CONSIGNA A: Edita el pasaje del texto de lectura que empieza en "3.- La primera" y acaba tras "el género humano.", sustituyendo "atalaya" por "centinela".
CONSIGNA B: Anota cada palabra del texto de lectura escrita con mayúscula inicial que no esté al comienzo de una oración, sin repetir ninguna.
CONSIGNA C:
Responde con datos del texto de lectura:
(i) ¿Quién señala al profeta que ha de tener responsabilidad en las consecuencias del error de otros?
(ii) ¿Qué se afirma que ocurría en el pasado con la corrección fraterna?
(iii) ¿Desde qué prisma solo puede verse todo eso, según la última oración?

TEXTO DE LECTURA:
---*---
3.- La primera lectura, del Libro de Ezequiel, nos muestra un bello antecedente de lo que dice Jesús en el Evangelio. Es el propio Dios quien señala al profeta que ha de tener responsabilidad en las consecuencias del castigo que trae el error de otros. No puede el que es atalaya del pueblo de Israel, quedarse impávido ante la acusación divina. Ha de luchar para que el trasgresor rectifique. Si no fuera así, el pasivo, quien no ha aconsejado al hermano de su error será también castigado. Es posible que el pecado de omisión, el delito de pasividad, sea uno de los peores que puede cometer, ante los ojos de Dios, el género humano.
Hemos de meditar mucho sobre la corrección fraterna, sobre la necesidad de advertir a los hermanos de sus caminos equivocados. No es posible obviar nuestra responsabilidad. Y si intentamos atender a los hermanos en sus enfermedades físicas, intentando que se curen, no podemos dejar sin hacer notar sus errores que, sin duda, llevan a un camino no justo, de enfermedad del alma. Es verdad que en el pasado hubo abusos en eso de la corrección fraterna. Ya lo hemos dicho: sólo se corregía, pero apenas se enseñaba. Pero ese exceso de antes no puede traer lo contrario: no corregir nada, dejar pasar. Y no puede ser así porque todo enfermo necesita cura o todo error debe ser aclarado para que solamente triunfe la verdad. Es un buen trabajo para hoy meditar en esto. Y, sobre todo, tener presente a toda la comunidad de hermanos en esa labor: jamás debe ser un camino “secreto”. Un camino que plantee el error y su corrección como una cuestión personal de uno respecto a otro. Ya que si el consejo cordial, dicho de amigo a amigo, no sirve, el equivocado habrá de tener conciencia de que es todo el grupo quien le dice le presenta el error. Y por eso –y en esto más que en otras muchas cosas—el amor debe estar muy presente para evitar males mayores. Porque, en definitiva, si la discrepancia es total con todos, ¿para que ha de seguir el discrepante en el grupo? Pero todo eso solo puede verse desde el prisma del amor, no solo desde el marco del derecho o de la fría concreción de unas cuantas verdades.
---*---
LISTADO DE DATOS:

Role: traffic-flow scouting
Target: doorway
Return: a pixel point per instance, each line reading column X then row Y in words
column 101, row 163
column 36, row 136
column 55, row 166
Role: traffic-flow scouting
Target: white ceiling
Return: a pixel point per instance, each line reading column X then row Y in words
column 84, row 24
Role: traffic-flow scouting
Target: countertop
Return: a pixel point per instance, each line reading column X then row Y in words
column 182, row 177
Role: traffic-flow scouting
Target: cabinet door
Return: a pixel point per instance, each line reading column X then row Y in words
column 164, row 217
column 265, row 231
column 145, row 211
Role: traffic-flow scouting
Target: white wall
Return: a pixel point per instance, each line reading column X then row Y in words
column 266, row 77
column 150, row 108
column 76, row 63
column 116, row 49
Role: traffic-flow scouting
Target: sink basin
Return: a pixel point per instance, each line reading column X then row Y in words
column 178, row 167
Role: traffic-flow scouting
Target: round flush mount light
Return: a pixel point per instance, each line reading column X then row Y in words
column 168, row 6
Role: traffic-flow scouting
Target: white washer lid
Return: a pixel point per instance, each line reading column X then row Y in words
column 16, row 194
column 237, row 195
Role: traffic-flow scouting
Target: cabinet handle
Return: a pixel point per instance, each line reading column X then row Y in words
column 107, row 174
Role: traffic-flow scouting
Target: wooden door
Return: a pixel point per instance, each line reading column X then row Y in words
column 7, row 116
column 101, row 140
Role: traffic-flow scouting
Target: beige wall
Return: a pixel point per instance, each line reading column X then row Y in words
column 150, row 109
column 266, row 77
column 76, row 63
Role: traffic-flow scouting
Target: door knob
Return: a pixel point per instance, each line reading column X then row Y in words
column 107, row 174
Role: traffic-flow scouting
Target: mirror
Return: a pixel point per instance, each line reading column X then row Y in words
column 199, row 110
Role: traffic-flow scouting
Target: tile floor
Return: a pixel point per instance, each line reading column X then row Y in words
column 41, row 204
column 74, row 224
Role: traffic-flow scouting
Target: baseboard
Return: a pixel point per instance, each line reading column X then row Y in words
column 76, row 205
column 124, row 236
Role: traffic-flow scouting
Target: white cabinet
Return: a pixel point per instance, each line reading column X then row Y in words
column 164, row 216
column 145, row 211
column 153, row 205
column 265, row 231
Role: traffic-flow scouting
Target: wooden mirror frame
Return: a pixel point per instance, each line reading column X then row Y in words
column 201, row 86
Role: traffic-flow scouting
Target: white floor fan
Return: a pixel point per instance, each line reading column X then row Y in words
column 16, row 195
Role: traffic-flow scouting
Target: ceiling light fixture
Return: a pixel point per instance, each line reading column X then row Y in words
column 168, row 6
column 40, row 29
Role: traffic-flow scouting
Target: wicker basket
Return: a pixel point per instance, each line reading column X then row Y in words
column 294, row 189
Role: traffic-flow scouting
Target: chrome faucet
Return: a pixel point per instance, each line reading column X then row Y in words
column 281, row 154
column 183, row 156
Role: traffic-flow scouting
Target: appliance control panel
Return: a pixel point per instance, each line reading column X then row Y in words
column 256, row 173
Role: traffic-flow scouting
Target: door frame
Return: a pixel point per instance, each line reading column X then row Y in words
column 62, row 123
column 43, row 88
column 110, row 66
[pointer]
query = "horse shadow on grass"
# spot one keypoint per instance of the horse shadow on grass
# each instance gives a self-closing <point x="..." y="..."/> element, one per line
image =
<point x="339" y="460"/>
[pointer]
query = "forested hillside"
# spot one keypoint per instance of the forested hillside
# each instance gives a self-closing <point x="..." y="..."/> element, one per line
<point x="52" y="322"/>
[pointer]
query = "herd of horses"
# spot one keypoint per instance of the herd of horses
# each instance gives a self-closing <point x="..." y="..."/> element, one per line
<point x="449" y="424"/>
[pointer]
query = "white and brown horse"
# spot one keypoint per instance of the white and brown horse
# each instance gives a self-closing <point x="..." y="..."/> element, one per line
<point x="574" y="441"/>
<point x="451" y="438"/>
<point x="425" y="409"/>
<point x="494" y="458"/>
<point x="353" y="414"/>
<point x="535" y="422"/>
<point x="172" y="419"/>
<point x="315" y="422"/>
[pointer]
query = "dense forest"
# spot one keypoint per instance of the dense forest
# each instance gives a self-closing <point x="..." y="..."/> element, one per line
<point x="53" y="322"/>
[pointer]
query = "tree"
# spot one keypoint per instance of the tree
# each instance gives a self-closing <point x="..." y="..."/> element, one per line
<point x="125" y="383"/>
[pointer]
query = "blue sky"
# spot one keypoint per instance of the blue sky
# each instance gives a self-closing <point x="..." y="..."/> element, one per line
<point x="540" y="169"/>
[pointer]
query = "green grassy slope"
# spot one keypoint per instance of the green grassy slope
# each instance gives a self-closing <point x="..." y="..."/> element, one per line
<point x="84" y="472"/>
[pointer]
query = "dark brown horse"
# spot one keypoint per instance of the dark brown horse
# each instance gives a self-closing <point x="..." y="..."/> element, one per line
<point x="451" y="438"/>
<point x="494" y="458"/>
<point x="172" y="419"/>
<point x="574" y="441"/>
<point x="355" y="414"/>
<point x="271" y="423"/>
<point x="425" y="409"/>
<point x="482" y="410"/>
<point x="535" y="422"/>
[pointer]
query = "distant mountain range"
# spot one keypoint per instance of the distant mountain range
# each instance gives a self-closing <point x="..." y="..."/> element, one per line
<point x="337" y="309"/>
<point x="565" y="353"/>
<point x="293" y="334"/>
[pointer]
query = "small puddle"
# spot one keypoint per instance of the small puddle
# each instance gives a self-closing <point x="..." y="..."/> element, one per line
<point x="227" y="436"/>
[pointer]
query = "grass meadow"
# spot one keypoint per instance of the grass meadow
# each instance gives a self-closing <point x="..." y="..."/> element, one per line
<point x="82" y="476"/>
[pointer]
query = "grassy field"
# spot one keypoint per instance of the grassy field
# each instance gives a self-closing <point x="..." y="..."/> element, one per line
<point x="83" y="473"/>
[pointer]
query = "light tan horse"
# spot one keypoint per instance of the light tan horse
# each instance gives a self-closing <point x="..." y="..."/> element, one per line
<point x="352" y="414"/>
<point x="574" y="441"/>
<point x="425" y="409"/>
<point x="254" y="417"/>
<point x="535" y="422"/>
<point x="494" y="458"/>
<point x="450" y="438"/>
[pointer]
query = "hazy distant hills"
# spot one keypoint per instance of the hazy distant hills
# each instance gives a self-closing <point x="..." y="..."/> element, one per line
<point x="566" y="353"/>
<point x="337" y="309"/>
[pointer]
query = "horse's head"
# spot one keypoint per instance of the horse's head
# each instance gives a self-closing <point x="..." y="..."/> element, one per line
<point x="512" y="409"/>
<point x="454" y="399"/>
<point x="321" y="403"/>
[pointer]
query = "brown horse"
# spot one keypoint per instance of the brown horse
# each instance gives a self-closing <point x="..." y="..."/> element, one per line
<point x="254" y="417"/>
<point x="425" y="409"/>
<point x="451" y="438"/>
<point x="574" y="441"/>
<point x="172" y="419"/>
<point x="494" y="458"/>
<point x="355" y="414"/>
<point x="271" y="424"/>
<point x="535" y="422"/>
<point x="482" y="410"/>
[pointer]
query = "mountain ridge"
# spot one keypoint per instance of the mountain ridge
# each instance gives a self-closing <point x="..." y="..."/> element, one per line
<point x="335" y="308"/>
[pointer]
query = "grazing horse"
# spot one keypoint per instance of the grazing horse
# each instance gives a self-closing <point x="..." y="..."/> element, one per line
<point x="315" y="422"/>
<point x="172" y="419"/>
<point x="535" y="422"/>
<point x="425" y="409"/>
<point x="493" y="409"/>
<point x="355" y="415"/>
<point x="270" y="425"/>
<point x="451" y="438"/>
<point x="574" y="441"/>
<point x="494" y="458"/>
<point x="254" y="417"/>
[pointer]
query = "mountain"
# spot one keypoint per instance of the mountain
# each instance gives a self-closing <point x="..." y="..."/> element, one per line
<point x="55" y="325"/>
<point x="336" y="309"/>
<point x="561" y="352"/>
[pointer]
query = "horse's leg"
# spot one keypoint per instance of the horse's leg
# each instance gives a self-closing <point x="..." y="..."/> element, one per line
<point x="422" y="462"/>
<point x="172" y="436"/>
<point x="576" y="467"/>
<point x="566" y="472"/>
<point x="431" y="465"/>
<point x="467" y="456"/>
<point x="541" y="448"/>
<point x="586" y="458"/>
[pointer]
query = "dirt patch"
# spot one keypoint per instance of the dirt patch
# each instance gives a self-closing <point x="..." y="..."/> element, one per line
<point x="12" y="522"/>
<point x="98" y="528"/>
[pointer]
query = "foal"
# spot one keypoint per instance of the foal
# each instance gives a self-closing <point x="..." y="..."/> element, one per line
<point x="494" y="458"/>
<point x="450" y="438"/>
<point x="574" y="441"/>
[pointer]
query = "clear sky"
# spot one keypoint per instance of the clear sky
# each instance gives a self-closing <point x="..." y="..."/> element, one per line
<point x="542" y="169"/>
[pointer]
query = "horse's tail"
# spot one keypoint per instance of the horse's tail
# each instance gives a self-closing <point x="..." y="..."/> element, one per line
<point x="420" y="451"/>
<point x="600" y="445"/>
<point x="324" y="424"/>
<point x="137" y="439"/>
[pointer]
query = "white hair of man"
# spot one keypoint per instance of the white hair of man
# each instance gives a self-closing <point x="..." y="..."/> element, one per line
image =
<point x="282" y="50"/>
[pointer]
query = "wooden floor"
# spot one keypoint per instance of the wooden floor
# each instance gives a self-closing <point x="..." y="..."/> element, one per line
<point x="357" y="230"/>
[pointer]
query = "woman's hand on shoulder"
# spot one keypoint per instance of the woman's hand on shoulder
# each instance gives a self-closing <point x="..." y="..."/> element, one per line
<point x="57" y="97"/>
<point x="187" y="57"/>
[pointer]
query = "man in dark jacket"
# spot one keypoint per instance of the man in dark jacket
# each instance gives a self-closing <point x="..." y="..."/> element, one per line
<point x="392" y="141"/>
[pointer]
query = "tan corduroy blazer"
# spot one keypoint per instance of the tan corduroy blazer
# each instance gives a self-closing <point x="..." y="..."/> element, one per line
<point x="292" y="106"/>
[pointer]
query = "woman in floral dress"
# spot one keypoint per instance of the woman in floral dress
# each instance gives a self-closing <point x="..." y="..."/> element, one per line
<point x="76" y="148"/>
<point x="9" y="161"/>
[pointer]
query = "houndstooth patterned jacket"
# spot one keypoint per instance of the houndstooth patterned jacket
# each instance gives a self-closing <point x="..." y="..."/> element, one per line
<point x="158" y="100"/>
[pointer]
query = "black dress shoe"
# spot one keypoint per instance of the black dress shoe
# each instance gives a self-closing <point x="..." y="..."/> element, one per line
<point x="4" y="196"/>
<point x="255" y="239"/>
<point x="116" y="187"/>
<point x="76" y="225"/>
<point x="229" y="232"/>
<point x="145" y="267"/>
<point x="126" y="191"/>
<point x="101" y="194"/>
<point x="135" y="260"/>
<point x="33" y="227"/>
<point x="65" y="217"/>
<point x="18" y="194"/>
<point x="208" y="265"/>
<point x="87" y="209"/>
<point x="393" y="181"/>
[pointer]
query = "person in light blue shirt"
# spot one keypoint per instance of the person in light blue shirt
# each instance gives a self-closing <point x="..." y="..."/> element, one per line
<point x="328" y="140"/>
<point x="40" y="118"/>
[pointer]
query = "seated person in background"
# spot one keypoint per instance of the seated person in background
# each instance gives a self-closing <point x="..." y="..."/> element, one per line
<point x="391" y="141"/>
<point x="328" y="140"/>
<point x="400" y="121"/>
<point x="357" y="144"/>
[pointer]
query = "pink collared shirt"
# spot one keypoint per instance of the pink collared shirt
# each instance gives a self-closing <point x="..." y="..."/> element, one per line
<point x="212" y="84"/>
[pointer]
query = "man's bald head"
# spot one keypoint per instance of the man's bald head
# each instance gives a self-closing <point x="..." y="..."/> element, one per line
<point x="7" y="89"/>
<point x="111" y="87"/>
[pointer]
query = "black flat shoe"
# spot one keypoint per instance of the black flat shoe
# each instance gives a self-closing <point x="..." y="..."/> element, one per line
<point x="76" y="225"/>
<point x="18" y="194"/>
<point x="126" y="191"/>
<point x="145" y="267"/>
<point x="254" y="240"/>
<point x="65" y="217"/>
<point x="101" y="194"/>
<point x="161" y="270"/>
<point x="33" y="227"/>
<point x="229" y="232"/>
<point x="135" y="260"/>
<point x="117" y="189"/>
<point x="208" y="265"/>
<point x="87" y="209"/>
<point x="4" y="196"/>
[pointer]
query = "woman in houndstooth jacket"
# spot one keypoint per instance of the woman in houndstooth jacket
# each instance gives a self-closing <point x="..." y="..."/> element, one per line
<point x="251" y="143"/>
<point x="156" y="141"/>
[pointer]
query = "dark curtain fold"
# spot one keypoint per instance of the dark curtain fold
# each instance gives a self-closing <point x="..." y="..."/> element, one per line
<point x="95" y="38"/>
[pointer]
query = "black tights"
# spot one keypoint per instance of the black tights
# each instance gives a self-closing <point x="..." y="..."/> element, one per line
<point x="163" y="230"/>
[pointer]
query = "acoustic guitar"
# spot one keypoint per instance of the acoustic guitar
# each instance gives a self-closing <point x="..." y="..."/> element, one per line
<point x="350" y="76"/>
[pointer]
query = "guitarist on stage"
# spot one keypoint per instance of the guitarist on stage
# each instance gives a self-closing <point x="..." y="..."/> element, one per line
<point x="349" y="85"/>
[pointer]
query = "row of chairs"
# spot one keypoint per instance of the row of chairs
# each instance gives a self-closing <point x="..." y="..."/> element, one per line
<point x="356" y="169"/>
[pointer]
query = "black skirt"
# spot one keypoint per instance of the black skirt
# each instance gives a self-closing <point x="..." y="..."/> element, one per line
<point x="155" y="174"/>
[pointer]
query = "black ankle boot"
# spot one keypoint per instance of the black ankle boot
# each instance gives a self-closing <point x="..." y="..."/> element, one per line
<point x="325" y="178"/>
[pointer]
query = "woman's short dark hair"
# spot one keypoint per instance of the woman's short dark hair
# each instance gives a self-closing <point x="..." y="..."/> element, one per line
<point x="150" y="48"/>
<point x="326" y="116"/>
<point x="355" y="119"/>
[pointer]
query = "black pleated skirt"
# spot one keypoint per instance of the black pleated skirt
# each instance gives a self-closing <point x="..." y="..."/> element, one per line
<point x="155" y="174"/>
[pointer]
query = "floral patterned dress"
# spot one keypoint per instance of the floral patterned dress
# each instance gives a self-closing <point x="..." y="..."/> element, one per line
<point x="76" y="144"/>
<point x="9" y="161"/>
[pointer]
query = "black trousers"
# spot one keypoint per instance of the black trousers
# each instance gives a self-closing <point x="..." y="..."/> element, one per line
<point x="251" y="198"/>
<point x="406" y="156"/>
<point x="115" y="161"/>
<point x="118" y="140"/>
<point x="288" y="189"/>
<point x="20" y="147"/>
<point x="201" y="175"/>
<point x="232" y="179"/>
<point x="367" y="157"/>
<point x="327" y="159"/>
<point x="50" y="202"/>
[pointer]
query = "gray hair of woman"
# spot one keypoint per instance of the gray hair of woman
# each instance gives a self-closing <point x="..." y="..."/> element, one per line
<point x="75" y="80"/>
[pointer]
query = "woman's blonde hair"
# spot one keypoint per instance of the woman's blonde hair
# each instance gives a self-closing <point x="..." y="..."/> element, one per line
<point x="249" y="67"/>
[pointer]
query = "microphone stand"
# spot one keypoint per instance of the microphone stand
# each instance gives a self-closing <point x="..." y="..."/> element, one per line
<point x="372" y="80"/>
---*---
RESPUESTA A:
3.- La primera lectura, del Libro de Ezequiel, nos muestra un bello antecedente de lo que dice Jesús en el Evangelio. Es el propio Dios quien señala al profeta que ha de tener responsabilidad en las consecuencias del castigo que trae el error de otros. No puede el que es centinela del pueblo de Israel, quedarse impávido ante la acusación divina. Ha de luchar para que el trasgresor rectifique. Si no fuera así, el pasivo, quien no ha aconsejado al hermano de su error será también castigado. Es posible que el pecado de omisión, el delito de pasividad, sea uno de los peores que puede cometer, ante los ojos de Dios, el género humano.

RESPUESTA B: Libro, Ezequiel, Jesús, Evangelio, Dios, Israel

RESPUESTA C:
(i) El propio Dios.
(ii) Hubo abusos: solo se corregía, pero apenas se enseñaba.
(iii) Desde el prisma del amor.